Pasaje citado:
'''

431 Zenbakia 2008-03-07 / 2008-03-14
N o me resisto a tratar de justificar mi admiración por la actitud vital de Esteban de Terreros (1707-1782), caracterizada por una serie de rasgos que, a mi juicio, constituyen cualidades muy notables que debe tener todo lexicógrafo empeñado en redactar una obra monumental de su lengua, y que sirven para demostrarnos la posibilidad de creer en la capacidad del ser humano para emprender empresas que, en la hora actual que vivimos, sólo parecen pensarse para ser ejecutadas por parte de grandes equipos lexicográficos, especialmente preocupados por dotarse de un amplio soporte tecnológico y no, por ejemplo, de una especial sensibilidad lingüística y una discreta finura en las apreciaciones semánticas de sus miembros. Es este un aspecto de la lexicografía que me inquieta desde mi descubrimiento de la historia de lexicógrafos de la talla de Samuel Johnson, el autor de A Dictionary of the English Language (1755); o de James A.H. Murray y su más fiel colaborador, William C. Minor, en la redacción del Oxford English Dictionary (1888-1928); y, para la lexicografía hispánica, Vincencio Squarzafigo y su labor al frente de la obra por la que fue creada, en primera instancia, dicha institución: el Diccionario de autoridades (1726-39). Son todos ellos ejemplos muy representativos que nos permiten comprobar que el ejercicio de la lexicografía es, ante todo, un arte, y el que la ejerce debe tener una disposición del espíritu de la que, desgraciadamente, cada vez tenemos menos ejemplos. 2.
En varios extractos de las “Memorias para la vida y escritos del P. Estevan de Terreros”, que redactó Miguel de Manuel y Rodríguez al frente de Los tres alfabetos francés, latino e italiano (1793), se pueden reconocer varias de esas cualidades. Por ejemplo, el ardor intelectual que experimentó Esteban de Terreros desde niño, de tal manera que
no divisaba en tierra papel, ó impreso ó manuscrito, que no lo alzase para ver lo que contenía. Esa costumbre le duró toda la vida, sin que estuviese en su arbitrio hacer otra cosa; excusándola, si tal vez alguno con quien se acompañaba por las calles, se la notaba con decir que era vicio que tenía desde niño, y que no había podido enmendarlo ([Manuel y Rodríguez] 1793: v).

'''

Entradas enumeradas:

'''

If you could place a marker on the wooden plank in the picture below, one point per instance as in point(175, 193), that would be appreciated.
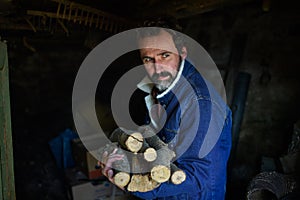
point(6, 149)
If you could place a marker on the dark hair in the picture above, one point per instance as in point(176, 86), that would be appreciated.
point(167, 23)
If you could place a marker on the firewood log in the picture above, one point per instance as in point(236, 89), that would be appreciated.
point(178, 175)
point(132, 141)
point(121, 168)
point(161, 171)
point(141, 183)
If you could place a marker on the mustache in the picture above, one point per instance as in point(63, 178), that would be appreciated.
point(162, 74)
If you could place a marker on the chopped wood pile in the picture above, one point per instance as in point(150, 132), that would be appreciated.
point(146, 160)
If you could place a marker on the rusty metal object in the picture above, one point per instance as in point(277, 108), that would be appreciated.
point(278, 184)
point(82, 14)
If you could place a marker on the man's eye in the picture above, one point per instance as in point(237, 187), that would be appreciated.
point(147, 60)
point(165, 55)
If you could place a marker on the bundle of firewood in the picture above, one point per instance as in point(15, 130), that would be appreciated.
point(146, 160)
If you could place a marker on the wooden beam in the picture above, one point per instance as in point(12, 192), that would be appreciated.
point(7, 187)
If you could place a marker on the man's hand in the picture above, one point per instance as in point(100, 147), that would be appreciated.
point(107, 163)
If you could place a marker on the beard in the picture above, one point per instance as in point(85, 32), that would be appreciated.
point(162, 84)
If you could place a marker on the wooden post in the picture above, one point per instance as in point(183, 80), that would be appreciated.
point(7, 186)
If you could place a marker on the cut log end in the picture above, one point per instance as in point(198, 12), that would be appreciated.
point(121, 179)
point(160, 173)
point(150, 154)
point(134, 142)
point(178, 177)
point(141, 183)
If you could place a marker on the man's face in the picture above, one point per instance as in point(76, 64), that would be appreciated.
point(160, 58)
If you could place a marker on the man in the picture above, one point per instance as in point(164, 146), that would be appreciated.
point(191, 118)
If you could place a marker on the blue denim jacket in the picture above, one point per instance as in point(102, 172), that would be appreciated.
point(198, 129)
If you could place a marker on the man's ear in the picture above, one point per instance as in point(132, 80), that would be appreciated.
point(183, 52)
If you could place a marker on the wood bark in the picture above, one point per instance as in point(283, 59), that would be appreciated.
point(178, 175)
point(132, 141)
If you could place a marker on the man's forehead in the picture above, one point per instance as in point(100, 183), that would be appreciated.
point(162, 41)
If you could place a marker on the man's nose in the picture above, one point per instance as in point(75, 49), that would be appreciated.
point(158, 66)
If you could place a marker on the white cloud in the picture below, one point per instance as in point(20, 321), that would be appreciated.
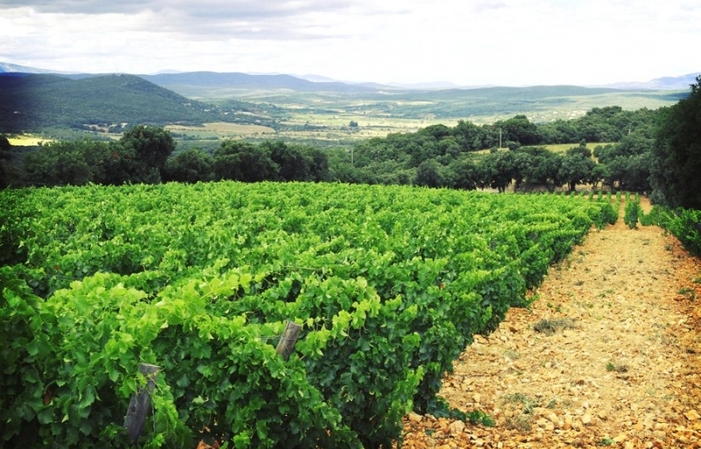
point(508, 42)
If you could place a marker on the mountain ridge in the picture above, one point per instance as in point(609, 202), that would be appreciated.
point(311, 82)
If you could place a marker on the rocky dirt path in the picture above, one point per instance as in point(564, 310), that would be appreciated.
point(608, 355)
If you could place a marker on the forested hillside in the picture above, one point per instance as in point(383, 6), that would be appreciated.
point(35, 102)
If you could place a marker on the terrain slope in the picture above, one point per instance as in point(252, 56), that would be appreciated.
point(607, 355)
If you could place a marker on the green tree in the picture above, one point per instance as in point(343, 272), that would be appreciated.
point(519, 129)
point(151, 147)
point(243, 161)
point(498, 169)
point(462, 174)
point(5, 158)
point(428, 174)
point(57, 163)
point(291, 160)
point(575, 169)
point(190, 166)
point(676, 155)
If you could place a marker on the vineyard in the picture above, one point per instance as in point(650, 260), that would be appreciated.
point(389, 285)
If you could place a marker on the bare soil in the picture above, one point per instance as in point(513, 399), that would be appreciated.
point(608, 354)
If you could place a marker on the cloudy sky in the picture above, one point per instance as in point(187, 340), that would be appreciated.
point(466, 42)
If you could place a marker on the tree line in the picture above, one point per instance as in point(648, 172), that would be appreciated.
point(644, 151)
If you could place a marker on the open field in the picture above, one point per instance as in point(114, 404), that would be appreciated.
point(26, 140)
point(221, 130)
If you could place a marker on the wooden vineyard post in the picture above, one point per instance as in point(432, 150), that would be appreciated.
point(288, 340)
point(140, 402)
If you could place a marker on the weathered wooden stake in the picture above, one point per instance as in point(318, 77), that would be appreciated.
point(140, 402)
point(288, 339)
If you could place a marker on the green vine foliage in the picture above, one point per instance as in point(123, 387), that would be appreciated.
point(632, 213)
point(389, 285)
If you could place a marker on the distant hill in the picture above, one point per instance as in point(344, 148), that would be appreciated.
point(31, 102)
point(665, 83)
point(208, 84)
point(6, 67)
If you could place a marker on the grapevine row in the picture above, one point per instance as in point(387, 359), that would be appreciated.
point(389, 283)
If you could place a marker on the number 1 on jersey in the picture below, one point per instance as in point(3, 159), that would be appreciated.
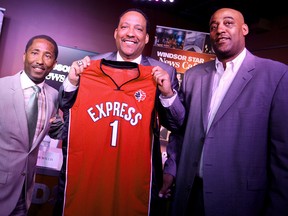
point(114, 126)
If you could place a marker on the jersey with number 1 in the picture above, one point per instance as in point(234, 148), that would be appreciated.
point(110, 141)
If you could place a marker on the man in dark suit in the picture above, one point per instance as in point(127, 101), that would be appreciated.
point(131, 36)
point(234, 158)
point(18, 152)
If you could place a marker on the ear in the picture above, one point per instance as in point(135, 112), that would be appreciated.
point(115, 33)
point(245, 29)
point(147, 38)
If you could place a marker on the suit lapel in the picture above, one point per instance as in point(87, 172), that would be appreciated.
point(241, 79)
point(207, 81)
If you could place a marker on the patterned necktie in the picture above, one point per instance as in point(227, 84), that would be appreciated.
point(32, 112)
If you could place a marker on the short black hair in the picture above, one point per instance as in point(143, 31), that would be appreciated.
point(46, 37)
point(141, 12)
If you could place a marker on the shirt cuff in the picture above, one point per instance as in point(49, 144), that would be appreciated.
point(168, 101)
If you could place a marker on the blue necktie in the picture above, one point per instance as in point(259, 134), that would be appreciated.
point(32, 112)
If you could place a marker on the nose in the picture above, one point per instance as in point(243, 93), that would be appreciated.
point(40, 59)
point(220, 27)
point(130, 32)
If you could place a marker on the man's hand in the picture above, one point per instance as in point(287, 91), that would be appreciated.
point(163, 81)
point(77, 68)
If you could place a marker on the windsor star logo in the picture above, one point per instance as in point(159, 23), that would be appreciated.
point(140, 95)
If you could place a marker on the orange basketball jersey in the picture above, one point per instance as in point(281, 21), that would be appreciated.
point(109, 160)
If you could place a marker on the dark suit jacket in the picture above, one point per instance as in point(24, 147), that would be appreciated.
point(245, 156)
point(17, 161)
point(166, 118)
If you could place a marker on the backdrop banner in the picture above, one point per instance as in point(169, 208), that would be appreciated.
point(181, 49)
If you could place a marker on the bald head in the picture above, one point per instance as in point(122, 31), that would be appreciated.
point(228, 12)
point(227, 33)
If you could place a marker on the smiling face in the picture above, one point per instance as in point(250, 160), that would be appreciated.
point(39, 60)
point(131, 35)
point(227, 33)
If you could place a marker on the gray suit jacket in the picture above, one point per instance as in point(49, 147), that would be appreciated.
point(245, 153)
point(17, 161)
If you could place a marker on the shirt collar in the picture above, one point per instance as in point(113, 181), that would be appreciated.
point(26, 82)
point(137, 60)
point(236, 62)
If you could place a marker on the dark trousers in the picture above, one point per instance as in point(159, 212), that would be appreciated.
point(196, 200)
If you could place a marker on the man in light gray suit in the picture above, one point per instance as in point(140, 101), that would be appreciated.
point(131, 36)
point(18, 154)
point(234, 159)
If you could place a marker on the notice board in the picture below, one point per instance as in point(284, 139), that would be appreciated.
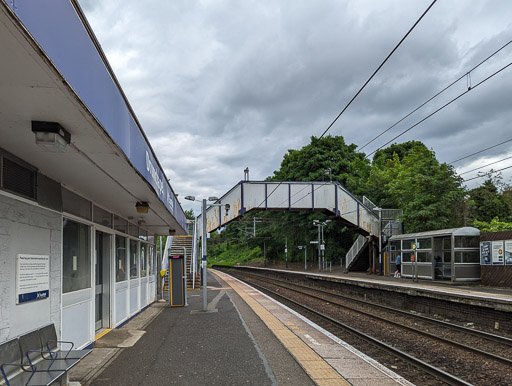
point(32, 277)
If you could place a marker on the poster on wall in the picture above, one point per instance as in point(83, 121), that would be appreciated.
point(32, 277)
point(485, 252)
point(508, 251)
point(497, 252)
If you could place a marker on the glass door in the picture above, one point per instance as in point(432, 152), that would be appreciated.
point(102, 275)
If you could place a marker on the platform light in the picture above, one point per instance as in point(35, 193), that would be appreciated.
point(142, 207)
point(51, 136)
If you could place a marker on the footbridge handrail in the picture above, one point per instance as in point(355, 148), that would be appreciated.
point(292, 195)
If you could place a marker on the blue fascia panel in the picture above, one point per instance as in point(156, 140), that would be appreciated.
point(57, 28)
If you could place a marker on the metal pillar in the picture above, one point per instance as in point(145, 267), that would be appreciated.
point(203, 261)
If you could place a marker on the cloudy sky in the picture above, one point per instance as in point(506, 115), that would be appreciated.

'''

Según el texto sobre Esteban de Terreros, ¿qué hacía él desde niño cada vez que veía en el suelo un papel impreso o manuscrito? Los registros proceden de otra fuente.

Solución:
Lo recogía para ver lo que contenía.